== Provided passage ==
I was still was in occasional contact with Kristen through messenger and email, but that's a laughably pale imitation of actual interaction. This blog post Kristen wrote in June 2005 sums up the feeling of that summer pretty well.

Around the time that I went back to university I remember reading a news story that mentioned a program called Skype. Apparently it was something that allowed you to call people for free over the internet. Needless to say, I downloaded it immediately, as did Kristen, and one rainy evening in October (after the internet had finally started working properly in our house) we heard each others' voices for the first time in several months. Endless technical problems aside, it was a good evening (I say evening, I think it was well after dawn by the time I finally went to sleep).

== Objective 1 ==
Reproduce everything in the blog excerpt from "I was still" down to "summer pretty well.".

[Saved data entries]
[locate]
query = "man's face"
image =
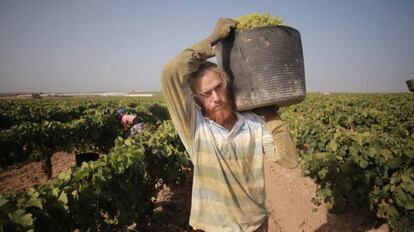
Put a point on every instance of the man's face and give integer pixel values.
(212, 96)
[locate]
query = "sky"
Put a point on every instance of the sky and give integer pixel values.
(122, 45)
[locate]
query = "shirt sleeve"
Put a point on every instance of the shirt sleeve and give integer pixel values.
(176, 91)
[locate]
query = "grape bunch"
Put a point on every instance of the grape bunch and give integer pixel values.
(256, 20)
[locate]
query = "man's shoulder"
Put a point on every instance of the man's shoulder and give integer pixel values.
(249, 115)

== Objective 2 ==
Present every line of the saved data entries as a Markdown table with the columns Row and Entry line, skipping blank lines. Leave the pictures out.

== Task result 1 ==
I was still was in occasional contact with Kristen through messenger and email, but that's a laughably pale imitation of actual interaction. This blog post Kristen wrote in June 2005 sums up the feeling of that summer pretty well.

== Task result 2 ==
| Row | Entry line |
|---|---|
| 1 | [locate] |
| 2 | query = "man's face" |
| 3 | image = |
| 4 | Put a point on every instance of the man's face and give integer pixel values. |
| 5 | (212, 96) |
| 6 | [locate] |
| 7 | query = "sky" |
| 8 | Put a point on every instance of the sky and give integer pixel values. |
| 9 | (122, 45) |
| 10 | [locate] |
| 11 | query = "shirt sleeve" |
| 12 | Put a point on every instance of the shirt sleeve and give integer pixel values. |
| 13 | (176, 91) |
| 14 | [locate] |
| 15 | query = "grape bunch" |
| 16 | Put a point on every instance of the grape bunch and give integer pixel values. |
| 17 | (256, 20) |
| 18 | [locate] |
| 19 | query = "man's shoulder" |
| 20 | Put a point on every instance of the man's shoulder and give integer pixel values. |
| 21 | (249, 115) |